THE TASK: Pull out every line of the data below that contains the word "chocolate".

MATERIAL SUPPLIED:

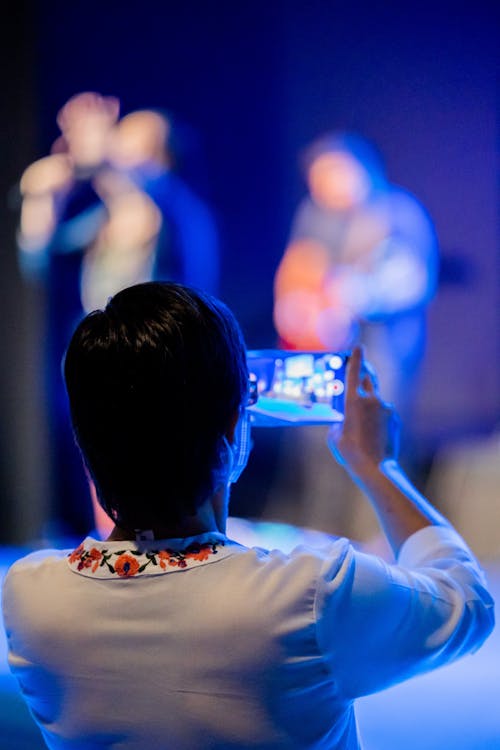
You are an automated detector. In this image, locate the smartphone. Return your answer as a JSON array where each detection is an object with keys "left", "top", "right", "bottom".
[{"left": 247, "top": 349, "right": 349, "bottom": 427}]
* * *
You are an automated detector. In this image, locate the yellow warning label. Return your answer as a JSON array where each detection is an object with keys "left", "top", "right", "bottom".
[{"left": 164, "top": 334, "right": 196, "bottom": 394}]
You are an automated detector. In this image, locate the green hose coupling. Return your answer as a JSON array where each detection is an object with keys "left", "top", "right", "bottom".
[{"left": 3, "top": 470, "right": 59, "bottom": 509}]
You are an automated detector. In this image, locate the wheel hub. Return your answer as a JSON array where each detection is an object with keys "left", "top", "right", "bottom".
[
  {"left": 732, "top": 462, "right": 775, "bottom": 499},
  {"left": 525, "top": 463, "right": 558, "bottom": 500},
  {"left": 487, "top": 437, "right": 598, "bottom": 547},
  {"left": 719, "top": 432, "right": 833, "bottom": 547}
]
* * *
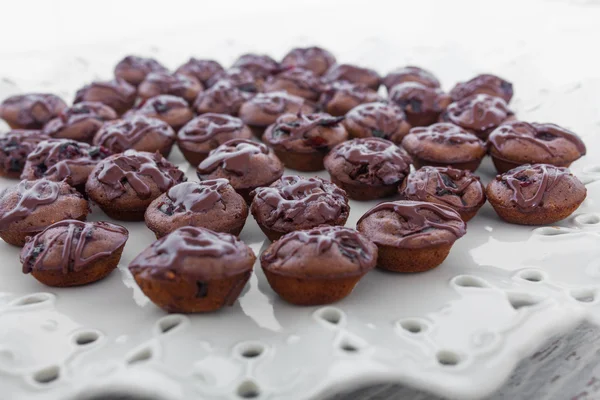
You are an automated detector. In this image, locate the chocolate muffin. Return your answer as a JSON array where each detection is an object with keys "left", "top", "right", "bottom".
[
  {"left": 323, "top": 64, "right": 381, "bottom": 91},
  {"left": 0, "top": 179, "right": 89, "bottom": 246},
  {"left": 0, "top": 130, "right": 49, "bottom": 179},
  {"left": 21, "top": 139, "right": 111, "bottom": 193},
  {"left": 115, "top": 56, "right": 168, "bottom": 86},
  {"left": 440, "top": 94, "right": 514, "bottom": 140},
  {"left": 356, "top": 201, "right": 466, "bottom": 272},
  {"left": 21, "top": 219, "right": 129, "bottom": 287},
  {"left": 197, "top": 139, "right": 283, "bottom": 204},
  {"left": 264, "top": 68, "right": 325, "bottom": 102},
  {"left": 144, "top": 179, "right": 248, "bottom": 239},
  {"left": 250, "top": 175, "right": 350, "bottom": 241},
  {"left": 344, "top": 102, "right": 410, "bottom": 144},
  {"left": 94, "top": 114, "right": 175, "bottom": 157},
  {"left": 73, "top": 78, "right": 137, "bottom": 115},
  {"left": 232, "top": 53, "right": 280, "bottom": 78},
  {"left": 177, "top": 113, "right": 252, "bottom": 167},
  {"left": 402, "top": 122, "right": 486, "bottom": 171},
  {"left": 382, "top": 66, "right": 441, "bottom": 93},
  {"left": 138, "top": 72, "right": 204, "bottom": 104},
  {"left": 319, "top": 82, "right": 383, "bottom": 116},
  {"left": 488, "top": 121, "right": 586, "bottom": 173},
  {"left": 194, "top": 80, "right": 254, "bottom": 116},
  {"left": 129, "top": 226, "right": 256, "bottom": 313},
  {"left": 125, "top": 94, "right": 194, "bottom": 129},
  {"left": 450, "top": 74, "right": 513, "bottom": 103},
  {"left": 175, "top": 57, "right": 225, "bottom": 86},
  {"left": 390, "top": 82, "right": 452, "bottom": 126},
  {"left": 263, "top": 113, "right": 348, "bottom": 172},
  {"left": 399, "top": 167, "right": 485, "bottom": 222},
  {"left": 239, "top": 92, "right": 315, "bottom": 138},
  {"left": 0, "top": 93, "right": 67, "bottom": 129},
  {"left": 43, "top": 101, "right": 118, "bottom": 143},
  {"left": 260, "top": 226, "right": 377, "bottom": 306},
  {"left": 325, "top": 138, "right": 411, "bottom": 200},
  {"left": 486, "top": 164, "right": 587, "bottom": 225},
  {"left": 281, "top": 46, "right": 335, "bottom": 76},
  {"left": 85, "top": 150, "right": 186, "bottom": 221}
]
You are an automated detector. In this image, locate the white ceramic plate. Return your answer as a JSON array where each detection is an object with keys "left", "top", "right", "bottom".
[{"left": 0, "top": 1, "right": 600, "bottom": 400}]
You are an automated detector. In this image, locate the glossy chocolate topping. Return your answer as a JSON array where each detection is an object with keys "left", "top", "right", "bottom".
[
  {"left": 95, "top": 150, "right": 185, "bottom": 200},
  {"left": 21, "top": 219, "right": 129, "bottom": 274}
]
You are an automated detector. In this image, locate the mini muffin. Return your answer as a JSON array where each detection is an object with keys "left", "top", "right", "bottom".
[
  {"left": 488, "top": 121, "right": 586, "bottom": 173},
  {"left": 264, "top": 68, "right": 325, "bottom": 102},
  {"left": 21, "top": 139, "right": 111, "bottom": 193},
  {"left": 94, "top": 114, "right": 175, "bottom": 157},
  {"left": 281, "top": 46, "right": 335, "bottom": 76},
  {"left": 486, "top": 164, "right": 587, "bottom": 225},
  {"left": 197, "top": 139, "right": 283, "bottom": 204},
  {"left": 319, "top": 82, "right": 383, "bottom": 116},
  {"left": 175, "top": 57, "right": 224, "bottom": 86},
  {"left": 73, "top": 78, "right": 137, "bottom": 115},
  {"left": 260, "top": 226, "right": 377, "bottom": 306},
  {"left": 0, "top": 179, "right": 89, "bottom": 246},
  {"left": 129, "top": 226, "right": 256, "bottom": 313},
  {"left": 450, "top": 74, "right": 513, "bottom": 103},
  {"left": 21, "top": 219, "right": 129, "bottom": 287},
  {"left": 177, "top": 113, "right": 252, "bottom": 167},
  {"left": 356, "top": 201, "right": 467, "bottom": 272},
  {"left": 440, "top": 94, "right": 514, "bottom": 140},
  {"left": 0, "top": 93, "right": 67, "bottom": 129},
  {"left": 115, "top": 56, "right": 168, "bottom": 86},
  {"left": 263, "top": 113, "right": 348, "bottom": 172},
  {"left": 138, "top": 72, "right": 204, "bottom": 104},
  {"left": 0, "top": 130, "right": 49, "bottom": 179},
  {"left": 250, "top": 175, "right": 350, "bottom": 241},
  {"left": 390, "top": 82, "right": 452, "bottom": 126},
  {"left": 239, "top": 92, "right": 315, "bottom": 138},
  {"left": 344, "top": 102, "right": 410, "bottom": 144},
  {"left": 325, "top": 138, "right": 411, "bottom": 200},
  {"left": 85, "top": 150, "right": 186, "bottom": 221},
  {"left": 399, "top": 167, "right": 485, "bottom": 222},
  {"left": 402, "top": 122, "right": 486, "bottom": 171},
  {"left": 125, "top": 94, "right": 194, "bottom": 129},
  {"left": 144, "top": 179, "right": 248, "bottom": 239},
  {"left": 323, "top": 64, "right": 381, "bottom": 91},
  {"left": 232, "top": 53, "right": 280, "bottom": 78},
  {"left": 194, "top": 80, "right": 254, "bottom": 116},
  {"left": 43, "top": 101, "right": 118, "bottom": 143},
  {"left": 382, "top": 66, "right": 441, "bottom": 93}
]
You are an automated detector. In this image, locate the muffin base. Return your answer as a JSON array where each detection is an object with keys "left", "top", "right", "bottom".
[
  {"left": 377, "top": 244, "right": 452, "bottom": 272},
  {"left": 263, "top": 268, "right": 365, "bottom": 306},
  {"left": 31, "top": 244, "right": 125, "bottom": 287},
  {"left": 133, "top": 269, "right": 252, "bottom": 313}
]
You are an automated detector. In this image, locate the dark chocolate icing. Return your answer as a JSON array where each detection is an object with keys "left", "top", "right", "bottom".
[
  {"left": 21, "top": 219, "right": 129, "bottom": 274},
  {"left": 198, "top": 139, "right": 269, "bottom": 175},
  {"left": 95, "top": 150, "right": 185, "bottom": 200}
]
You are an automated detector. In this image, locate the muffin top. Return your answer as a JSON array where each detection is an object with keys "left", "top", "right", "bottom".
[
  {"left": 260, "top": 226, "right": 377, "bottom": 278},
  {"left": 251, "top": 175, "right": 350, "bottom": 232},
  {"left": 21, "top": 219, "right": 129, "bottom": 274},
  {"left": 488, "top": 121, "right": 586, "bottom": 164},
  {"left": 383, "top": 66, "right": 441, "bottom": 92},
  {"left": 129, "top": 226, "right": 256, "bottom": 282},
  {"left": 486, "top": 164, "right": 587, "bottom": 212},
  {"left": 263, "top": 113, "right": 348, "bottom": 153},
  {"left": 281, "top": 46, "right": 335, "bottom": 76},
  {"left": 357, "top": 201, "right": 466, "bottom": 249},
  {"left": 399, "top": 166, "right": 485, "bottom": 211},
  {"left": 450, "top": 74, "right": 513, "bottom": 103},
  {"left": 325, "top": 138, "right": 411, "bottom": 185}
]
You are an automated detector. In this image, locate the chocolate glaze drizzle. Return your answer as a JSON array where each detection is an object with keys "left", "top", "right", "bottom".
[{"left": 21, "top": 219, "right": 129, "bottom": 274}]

WRITTEN ANSWER:
You are an automated detector. In this image, locate the chocolate muffin. Return your answer as a JSON array where each detection is an object with keys "left", "top", "right", "bottom".
You are an automated detector. In this image, locate the glossy chocolate topping. Return your answer as a JSON array where each detection is an object with keys "left", "top", "right", "bottom".
You are an automated detector. In this image, locate the dark chocolate icing. Return your answer as a JSON array where each detection is an object with keys "left", "top", "right", "bottom".
You are an automated detector. In this image, locate the chocolate glaze drizzle. Return your answer as a JSON array where each detection is an object with keys "left", "top", "right", "bottom".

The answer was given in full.